Point labeling dataset excerpts:
□ □ □

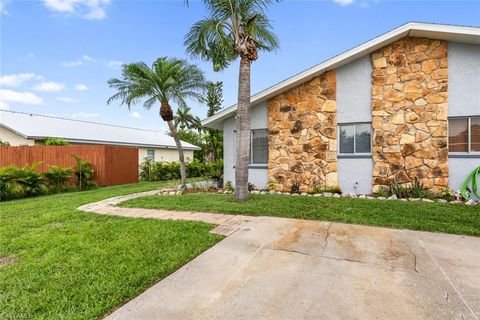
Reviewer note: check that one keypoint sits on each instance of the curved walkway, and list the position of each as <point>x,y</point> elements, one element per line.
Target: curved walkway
<point>279,268</point>
<point>226,223</point>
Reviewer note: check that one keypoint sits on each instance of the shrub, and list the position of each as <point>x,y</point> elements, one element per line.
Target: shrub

□ □ □

**Your task**
Can you write out every line of the listing above word for word, leaving the pictures out?

**Finished task**
Reviewer note: check that one keypoint sits on each instance of the curved walkway, and list the position of each as <point>x,y</point> elements, one element per line.
Target: curved walkway
<point>279,268</point>
<point>226,223</point>
Reviewer note: check that one keypoint sits on each instance of the shrub, and list the position of each as <point>x,y</point> elements, one element per line.
Target: shrub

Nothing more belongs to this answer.